Provided passage:
____________________
Looking further into the piece and through research, we can see a clear connection to war, depression and even death. We can also see the artist’s attitude in regards to himself by the expression on his face and his body language. “What Beckmann was, was a painter of history but not one who made pictures filled with public personalities or recognizable events. Primal scenes of degradation, yearning and exile were his specialty, complex reckonings with anxiety and grief. In his lifetime Europe would tear itself apart twice in world wars. And once the Nazis got wind of him, they put 10 of his canvases in their infamous show of “degenerate art” in 1937. The day after it opened, he fled Germany with his wife Quappi, first for Amsterdam, then, after the war, for the U.S., where he died of a heart attack at the edge of New York City’s Central Park.”
(Lacayo, Richard). Beckmann’s work is bound to remind viewers what that critic of an earlier age was getting at. This piece would work well in a history class as an inquiry about World War I due to the fact that it tells a story, a history lesson if you will. In accordance with Marxist theory, this piece does “reveal and support the institutions of society”. It tells the story of Nazi Germany after the war, both revealing it to the world and supporting the situation. In addition to the historical implications of this piece, it also still inspires many artists by the innovation involved. I believe that it is just as celebrated in present time as it was eighty six years ago at the time of its creation.
____________________
Stored data:

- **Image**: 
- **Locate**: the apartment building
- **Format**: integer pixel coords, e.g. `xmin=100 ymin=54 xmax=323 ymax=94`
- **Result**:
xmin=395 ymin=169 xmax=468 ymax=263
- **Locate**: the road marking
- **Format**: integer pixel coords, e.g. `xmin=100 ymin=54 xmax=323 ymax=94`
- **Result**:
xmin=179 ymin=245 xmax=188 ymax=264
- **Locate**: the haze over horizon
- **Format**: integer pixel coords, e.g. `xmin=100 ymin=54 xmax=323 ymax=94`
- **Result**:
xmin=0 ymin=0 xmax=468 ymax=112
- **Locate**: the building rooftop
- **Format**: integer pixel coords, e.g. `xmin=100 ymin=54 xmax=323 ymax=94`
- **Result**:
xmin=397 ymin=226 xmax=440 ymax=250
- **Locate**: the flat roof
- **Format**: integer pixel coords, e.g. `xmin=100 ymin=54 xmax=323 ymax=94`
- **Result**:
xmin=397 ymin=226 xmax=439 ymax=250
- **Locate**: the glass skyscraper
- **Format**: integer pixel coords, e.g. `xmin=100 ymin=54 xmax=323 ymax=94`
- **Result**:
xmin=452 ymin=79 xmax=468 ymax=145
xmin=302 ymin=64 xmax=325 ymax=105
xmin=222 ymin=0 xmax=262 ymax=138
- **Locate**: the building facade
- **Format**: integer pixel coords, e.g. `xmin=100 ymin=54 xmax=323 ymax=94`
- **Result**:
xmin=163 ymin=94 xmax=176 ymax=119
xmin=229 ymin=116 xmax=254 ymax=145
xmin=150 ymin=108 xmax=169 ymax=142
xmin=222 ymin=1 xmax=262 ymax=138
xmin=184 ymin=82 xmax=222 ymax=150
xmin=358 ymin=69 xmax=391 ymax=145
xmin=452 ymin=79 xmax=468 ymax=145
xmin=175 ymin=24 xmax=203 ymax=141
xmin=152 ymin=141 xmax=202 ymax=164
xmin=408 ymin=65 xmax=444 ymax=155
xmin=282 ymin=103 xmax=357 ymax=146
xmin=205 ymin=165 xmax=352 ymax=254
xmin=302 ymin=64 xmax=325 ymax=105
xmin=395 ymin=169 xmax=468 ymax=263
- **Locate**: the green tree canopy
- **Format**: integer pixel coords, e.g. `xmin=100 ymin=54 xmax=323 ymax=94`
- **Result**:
____________________
Task requirements:
A. Decide whether each statement agrees with the passage on Beckmann, answering yes or no and quoting the words of the passage that settle it: (i) The Nazis included ten of Beckmann's canvases in their 1937 show of "degenerate art." (ii) Beckmann died in Amsterdam. (iii) The writer proposes using the piece in a literature class.
B. Continue the passage on Beckmann from its final sentence, in the same formal voice.
The lines can be set aside; nothing here depends on them.

Outputs for the tasks:
A.
(i) Yes: "they put 10 of his canvases in their infamous show of “degenerate art” in 1937."
(ii) No: "where he died of a heart attack at the edge of New York City’s Central Park."
(iii) No: "This piece would work well in a history class as an inquiry about World War I."

B.
The above information gives a brief insight to what the artist did, what he was thinking at the time of the production, as well as how the world today perceives it and how I personally feel about the piece. These are things to be taken into consideration when deciphering a meaning behind a piece as well as the implications within a class room. The history intertwined within the piece without even knowing the context can be still be felt. A story is being told with simple lines. This is something that I wish my students to grasp and be able to reproduce a story or a scene without an explanation necessary (although still present).
Works Cited
Lacayo, Richard (2003). The German Question. Time South Pacific (Australia/New Zealand edition); 7/28/2003 Issue 29, p65-65, 1p, 2c
(2005). Artist Summary: Max Beckmann. Retrieved 21 September 2007 from https://www.artfact.com/features/viewArtist.cfm?aID=22764
Lesson Objectives
for
Max Beckmann’s “Self Portrait in Bowler Hat”
1.) Ask students if they know any famous self portraits
2.) Tell them we will be studying a piece from 1921, created in Germany and ask if they know anything about that time period and place.
3.) Give power point presentation on piece and artist analysis, content and context.
4.) Ask how Beckmann portrayed a story in his piece.
5.) Show other pieces that tell a story about a time period or event and ask how they portray that particular theme.
6.) Brainstorm ideas about possible personal pieces individually, with a partner, then as a class.
7.) Work on own self portrait involving a story.
Students will then be presented with a criteria guide as well as a requirement to write a story that correlates with their piece.